Exercise task A:
Answer the following from the passage on security services due diligence:
(i) How many years of loss runs should a buyer obtain from all carriers?
(ii) Above what level of annual employee turnover does the passage see a warning sign?
(iii) At what EBITDA multiple range do lower middle market security firms typically trade?
Exercise task B: Resume the passage on security services due diligence, continuing on from its final sentence.

Passage shown:
Security companies carry significant exposure from guard incidents, use-of-force claims, and workplace injuries. Buyers who inherit inadequate coverage or undisclosed claims face unbudgeted post-close liabilities.

How to avoid: Obtain five years of loss runs from all carriers. Verify current coverage limits for general liability, workers' comp, and professional liability meet client contract minimums before funding.

Warning Signs During Security Services Due Diligence

  • Seller cannot produce current state guard agency license certificates for all operating jurisdictions
  • More than one client represents over 25% of total revenue with month-to-month contract terms
  • Annual employee turnover exceeds 120% with no documented recruiting or onboarding process in place
  • Workers' compensation loss runs show multiple open claims or a deteriorating experience modification rate
  • Key contracts contain unassignable clauses or client relationships are exclusively tied to the selling owner

Frequently Asked Questions

What EBITDA multiple should I expect to pay for a security services company?

Lower middle market security firms typically trade at 3.5x–6x EBITDA. Companies with multi-year government contracts, low customer concentration, and strong management teams command premiums toward the higher end.

Data extract:
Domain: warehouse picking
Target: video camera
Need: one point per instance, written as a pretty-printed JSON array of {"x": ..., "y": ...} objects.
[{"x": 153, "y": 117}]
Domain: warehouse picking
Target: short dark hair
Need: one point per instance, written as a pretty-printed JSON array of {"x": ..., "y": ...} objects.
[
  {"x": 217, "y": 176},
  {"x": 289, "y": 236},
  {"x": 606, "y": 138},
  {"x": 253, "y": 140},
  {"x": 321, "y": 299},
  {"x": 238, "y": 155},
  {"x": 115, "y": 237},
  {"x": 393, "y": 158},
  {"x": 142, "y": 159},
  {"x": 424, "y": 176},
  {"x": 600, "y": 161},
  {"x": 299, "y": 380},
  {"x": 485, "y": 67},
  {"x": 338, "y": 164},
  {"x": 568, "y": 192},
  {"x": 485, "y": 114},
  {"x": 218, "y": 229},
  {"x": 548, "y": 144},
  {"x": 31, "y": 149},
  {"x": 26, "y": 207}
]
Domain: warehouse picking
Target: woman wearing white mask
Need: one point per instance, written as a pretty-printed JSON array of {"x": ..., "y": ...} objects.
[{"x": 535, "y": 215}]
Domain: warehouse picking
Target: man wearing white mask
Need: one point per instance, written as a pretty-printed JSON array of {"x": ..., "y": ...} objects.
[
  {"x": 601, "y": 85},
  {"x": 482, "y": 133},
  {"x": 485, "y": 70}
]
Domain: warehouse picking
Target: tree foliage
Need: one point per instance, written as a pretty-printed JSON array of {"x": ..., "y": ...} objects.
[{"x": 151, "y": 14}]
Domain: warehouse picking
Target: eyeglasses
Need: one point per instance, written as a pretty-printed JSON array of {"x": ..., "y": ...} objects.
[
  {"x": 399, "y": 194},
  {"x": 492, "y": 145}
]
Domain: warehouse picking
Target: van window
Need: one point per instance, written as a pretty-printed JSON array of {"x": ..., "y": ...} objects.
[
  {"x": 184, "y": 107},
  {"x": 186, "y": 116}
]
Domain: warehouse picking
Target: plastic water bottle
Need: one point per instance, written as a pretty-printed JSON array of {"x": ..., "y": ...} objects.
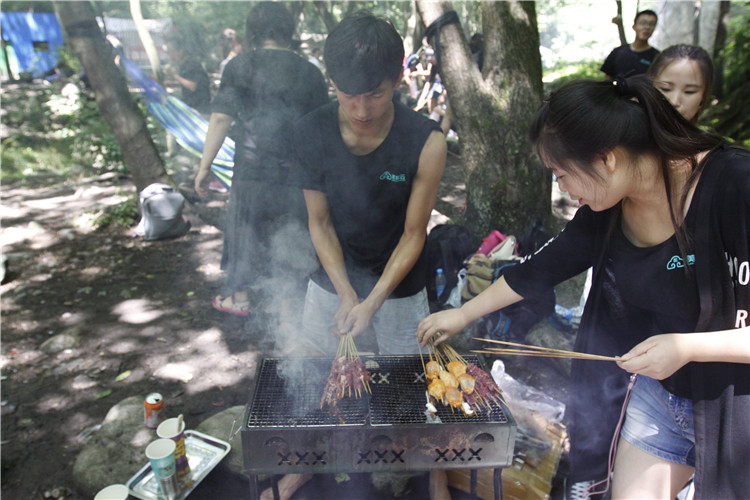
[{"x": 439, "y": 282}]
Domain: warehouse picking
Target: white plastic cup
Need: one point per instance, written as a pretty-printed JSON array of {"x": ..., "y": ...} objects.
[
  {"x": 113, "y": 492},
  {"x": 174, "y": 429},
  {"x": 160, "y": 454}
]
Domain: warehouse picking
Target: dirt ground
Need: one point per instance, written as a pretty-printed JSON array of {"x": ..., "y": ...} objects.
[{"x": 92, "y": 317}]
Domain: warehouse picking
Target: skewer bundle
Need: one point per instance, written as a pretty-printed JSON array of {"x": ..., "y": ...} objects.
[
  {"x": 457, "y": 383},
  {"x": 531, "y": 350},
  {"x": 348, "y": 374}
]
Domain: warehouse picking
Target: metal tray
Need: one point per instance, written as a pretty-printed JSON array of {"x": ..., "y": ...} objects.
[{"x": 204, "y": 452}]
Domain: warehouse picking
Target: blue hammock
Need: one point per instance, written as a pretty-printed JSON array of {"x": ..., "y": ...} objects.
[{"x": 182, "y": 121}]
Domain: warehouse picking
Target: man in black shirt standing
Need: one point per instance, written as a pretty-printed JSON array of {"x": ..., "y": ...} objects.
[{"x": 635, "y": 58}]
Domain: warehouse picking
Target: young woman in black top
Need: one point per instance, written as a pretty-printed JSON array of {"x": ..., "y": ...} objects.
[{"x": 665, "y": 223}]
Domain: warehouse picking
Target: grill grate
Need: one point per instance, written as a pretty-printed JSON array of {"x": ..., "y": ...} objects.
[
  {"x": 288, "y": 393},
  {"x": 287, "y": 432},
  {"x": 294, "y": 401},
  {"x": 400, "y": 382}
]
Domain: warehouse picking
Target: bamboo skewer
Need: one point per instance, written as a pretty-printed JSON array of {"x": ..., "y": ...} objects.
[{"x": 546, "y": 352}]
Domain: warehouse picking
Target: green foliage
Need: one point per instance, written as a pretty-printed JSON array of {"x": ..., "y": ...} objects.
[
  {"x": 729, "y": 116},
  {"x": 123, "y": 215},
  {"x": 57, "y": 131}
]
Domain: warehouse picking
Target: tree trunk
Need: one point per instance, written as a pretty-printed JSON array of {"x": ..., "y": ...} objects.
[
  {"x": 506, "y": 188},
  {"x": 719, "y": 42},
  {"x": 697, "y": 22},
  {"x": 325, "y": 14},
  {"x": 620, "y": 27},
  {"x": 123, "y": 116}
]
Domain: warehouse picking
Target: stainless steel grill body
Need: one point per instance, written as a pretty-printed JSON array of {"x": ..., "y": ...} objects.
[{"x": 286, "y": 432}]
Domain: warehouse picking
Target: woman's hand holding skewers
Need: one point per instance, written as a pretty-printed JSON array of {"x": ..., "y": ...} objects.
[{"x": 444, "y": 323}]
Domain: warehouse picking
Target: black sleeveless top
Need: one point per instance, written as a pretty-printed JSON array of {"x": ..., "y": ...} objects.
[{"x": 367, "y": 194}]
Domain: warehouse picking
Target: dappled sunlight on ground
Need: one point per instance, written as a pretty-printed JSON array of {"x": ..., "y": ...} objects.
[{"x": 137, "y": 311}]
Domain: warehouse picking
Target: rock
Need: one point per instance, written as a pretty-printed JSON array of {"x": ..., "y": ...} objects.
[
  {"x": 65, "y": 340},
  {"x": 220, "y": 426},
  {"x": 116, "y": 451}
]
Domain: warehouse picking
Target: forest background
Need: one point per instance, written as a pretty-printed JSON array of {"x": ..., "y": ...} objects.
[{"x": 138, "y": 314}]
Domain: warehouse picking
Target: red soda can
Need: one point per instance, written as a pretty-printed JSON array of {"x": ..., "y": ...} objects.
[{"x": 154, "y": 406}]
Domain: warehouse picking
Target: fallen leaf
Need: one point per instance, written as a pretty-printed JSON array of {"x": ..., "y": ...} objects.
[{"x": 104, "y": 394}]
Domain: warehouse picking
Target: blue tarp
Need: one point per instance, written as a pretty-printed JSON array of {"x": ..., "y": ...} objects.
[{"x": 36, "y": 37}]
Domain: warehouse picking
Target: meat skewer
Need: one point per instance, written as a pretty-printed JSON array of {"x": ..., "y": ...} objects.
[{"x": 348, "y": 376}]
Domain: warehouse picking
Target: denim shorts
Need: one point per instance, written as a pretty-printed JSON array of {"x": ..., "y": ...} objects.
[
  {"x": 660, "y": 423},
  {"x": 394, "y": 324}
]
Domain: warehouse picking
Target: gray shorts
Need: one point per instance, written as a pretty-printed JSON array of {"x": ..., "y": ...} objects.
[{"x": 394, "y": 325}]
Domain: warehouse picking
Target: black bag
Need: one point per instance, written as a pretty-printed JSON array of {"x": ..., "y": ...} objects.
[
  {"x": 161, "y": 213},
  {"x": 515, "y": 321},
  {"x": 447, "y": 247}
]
* * *
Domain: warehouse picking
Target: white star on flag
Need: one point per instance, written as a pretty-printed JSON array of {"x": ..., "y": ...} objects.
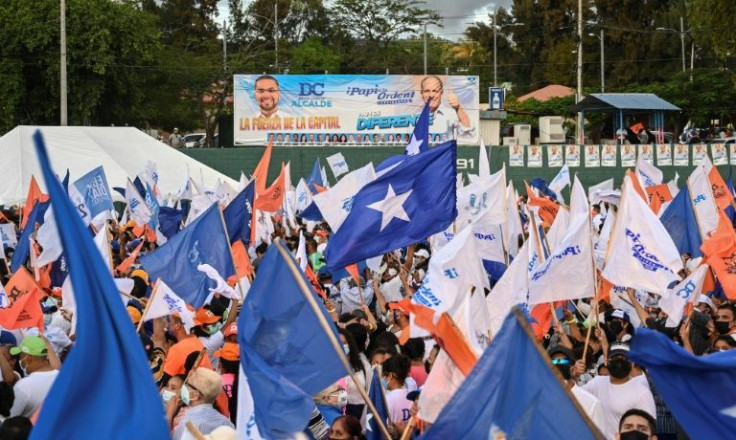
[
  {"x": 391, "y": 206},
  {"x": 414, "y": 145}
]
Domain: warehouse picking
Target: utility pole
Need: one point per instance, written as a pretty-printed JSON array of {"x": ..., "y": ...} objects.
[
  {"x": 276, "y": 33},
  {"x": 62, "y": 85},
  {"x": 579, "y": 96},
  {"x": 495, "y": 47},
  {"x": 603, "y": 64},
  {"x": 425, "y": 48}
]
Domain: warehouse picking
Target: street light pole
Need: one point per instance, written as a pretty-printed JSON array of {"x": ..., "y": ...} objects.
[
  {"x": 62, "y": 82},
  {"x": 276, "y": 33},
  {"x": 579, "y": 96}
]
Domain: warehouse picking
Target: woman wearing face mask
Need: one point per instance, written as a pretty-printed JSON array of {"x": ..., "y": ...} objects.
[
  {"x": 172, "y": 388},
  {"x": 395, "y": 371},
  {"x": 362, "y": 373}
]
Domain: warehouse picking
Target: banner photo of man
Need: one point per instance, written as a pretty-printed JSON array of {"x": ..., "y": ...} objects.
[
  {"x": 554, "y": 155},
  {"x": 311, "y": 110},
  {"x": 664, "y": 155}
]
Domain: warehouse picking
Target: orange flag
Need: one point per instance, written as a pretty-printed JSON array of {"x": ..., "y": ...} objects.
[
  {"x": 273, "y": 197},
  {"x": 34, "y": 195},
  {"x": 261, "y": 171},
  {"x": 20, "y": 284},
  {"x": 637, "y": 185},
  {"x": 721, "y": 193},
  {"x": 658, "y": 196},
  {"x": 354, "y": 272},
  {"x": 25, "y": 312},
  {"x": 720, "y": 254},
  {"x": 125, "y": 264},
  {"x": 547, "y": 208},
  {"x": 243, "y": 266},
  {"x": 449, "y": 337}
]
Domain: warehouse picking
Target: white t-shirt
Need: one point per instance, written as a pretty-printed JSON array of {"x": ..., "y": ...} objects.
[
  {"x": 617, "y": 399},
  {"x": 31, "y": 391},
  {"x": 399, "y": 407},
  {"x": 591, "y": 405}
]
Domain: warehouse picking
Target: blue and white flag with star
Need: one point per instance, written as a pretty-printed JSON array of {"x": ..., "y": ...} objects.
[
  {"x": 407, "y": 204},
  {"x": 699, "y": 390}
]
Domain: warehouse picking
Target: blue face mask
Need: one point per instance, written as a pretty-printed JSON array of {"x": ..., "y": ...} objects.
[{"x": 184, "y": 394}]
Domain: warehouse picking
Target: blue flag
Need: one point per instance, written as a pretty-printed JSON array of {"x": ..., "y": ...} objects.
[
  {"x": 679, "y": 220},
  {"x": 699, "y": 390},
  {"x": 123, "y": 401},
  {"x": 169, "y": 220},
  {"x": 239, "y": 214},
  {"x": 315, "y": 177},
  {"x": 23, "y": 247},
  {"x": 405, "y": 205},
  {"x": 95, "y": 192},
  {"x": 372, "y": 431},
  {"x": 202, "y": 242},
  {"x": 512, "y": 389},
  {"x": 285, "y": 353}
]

Expected answer A:
(i) Five years.
(ii) 120%.
(iii) 3.5x–6x EBITDA.

Expected answer B:
Can I use an SBA 7(a) loan to acquire a security services business?

Yes. Security services companies are SBA-eligible. Buyers typically inject 10–20% equity, with sellers often carrying a 10–20% note. SBA lenders will scrutinize contract quality and customer concentration closely.

How important is the seller's transition support in a security company acquisition?

Extremely important. Client relationships in security are personal and trust-driven. Require 6–12 months of transition consulting. Tie a portion of seller proceeds to successful contract retention during the handover period.

What is the biggest red flag in security services due diligence?

Undisclosed licensing violations or open regulatory actions are the most dangerous. They can void contracts, trigger client terminations, and expose the buyer to retroactive fines that dwarf the cost of prevention.